:: Aim ::
Starting at the line that contains "of the navy", quote each line exactly through the last line of the entries, both included.
══ Given data ══
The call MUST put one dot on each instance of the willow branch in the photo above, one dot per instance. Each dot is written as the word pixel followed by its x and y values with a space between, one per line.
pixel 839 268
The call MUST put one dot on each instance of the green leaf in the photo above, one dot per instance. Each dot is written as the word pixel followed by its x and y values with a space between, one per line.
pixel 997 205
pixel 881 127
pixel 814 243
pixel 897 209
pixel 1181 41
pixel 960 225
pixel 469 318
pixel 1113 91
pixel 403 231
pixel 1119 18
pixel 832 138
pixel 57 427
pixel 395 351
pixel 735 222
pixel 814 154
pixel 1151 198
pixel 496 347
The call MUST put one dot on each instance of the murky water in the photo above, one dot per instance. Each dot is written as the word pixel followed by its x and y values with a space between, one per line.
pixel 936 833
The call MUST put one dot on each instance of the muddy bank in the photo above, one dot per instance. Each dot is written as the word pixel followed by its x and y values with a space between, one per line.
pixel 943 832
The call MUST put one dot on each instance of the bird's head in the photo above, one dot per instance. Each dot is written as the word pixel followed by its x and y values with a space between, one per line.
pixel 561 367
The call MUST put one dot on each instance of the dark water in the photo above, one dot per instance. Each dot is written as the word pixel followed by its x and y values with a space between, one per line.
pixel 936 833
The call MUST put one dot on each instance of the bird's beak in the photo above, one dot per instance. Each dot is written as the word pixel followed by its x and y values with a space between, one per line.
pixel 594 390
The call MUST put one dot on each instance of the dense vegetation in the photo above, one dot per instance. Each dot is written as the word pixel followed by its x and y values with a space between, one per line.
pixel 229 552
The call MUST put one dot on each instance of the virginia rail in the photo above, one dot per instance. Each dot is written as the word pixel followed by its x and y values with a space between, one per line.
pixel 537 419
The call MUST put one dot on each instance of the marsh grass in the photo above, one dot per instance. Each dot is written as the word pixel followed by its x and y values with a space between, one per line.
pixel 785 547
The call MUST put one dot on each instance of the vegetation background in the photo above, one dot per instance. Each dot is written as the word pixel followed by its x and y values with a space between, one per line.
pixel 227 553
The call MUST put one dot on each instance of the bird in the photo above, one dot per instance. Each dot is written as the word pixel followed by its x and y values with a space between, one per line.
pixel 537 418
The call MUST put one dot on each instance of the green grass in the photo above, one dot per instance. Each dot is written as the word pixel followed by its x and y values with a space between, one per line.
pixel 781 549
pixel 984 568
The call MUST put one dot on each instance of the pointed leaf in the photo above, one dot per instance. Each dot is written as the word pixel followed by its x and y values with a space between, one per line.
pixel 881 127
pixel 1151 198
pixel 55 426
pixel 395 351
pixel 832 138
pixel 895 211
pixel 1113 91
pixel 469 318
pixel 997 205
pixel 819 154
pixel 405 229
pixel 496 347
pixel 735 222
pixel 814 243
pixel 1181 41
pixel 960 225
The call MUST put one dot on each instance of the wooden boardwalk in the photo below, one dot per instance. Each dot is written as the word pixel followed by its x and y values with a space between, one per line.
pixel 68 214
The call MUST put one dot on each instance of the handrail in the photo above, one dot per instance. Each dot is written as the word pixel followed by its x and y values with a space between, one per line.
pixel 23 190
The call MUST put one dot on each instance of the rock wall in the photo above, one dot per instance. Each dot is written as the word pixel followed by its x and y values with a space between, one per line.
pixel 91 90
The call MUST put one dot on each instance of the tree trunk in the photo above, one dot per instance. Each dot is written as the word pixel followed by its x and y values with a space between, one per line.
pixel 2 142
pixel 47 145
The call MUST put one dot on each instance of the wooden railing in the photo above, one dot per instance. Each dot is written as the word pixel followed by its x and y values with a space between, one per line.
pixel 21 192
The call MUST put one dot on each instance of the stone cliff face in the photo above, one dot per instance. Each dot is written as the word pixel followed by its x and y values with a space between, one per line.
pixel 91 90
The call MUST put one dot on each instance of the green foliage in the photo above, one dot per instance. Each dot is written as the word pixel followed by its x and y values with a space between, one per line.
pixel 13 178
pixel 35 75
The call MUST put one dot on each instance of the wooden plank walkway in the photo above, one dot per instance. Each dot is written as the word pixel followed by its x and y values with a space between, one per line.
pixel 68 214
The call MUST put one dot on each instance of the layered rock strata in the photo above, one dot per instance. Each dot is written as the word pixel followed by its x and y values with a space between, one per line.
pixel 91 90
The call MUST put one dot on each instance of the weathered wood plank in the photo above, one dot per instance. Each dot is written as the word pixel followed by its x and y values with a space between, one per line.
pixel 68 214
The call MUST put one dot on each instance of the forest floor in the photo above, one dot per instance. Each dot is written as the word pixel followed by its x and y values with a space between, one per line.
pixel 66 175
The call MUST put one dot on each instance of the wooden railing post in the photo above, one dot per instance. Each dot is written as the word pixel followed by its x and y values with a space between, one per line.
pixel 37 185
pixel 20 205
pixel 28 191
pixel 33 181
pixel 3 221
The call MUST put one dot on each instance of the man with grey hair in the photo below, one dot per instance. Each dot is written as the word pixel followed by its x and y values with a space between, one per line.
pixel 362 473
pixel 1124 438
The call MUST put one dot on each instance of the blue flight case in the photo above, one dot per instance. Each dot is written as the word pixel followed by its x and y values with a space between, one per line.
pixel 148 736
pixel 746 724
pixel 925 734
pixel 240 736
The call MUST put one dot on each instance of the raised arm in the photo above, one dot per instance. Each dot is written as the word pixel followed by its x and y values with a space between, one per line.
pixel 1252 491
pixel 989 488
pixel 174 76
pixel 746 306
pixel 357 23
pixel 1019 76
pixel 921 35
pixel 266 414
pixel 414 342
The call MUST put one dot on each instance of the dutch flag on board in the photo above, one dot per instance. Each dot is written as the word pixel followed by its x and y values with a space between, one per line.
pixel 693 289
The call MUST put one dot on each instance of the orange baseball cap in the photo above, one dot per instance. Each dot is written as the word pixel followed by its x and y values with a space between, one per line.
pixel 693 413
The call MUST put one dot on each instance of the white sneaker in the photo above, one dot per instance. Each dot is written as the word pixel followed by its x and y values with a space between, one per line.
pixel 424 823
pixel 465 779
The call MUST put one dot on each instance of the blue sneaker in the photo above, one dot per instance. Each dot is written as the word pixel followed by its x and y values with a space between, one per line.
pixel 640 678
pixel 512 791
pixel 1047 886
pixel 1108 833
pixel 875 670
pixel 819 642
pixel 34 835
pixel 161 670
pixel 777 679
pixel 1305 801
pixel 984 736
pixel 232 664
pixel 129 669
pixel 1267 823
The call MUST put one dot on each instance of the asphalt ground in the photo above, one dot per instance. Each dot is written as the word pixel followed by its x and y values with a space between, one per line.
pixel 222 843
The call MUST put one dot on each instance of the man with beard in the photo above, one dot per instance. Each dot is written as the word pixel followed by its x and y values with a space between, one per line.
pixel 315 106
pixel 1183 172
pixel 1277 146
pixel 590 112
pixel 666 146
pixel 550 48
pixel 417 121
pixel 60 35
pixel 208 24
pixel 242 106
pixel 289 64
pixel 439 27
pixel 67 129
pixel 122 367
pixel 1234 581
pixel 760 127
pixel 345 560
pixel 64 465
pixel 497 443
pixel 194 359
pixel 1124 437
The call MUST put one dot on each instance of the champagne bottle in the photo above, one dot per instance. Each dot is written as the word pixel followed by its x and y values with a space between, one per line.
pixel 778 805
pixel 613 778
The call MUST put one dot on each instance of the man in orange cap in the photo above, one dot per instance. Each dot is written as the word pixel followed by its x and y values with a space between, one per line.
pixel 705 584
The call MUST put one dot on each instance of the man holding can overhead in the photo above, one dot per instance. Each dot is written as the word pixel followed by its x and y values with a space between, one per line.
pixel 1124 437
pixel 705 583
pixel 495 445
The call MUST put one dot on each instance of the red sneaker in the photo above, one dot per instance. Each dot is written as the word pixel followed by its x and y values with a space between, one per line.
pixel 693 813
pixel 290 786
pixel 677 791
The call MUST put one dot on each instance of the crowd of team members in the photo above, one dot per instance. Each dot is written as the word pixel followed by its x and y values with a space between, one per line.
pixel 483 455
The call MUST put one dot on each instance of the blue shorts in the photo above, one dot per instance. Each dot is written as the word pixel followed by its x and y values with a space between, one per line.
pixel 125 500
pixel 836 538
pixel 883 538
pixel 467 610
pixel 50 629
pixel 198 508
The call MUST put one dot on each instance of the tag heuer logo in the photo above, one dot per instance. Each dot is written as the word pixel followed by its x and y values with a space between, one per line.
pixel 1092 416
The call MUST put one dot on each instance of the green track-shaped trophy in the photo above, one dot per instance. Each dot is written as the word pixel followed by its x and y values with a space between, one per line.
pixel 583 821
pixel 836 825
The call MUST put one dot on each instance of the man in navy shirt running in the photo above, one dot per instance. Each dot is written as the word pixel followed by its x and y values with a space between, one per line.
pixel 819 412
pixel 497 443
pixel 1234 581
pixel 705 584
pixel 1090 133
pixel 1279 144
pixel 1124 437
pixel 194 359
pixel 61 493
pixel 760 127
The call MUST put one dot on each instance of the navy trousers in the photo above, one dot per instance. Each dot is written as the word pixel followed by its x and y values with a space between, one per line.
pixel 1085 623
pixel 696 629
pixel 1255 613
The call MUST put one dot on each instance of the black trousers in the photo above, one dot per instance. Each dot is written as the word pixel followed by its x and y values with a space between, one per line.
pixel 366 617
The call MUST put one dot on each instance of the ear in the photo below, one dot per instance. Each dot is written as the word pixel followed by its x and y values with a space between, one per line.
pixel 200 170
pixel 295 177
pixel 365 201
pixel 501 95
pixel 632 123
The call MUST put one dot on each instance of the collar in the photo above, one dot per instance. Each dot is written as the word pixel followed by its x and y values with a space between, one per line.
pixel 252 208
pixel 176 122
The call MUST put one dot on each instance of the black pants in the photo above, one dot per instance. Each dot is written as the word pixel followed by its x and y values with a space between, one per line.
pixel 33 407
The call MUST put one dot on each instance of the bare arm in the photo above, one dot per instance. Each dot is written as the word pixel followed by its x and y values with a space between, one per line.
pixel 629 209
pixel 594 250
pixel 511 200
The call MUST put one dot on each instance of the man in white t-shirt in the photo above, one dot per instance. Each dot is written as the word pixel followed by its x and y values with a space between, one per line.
═══
:: Exercise response ::
The call MUST put one dot on each instance of the navy trousers in the photo above, one dot per instance. Each dot is written as the word pixel followed by its x and y values with a space between, one per line.
pixel 1085 623
pixel 696 629
pixel 1255 613
The call MUST put one dot on each instance of the black trousers in the photo above, one dot per instance. Each dot is written as the word pixel followed by its x and y values with a space between, one per line.
pixel 366 617
The call MUST put one dot on each instance of the ear in the photo below, one dot per instance. Each dot is written as the word pixel followed by its x and y values with a space between, one per line.
pixel 200 170
pixel 295 177
pixel 365 201
pixel 501 95
pixel 632 123
The call MUST put one dot on each instance of the collar in the photo above, one dot per instance. Each dot is written as the word pixel followed by its x and y values with a space between, one per line.
pixel 252 208
pixel 176 122
The call MUST put one dot on each instance of the black pants in the photo above, one dot per instance. Each dot is written as the word pixel followed by its x and y values with a space between, one per line.
pixel 33 407
The call MUST put one dot on each instance of the bare arm in the photo above, one dot per instance. Each dot is written as the word pixel followed by its x and y values with a space between, one per line.
pixel 629 209
pixel 594 250
pixel 511 200
The call MUST put one dot on each instance of the man in white t-shirt in the photo above, one dot per instance. Each dot is written as the word pixel followed by its x and y values with a space between, one per line.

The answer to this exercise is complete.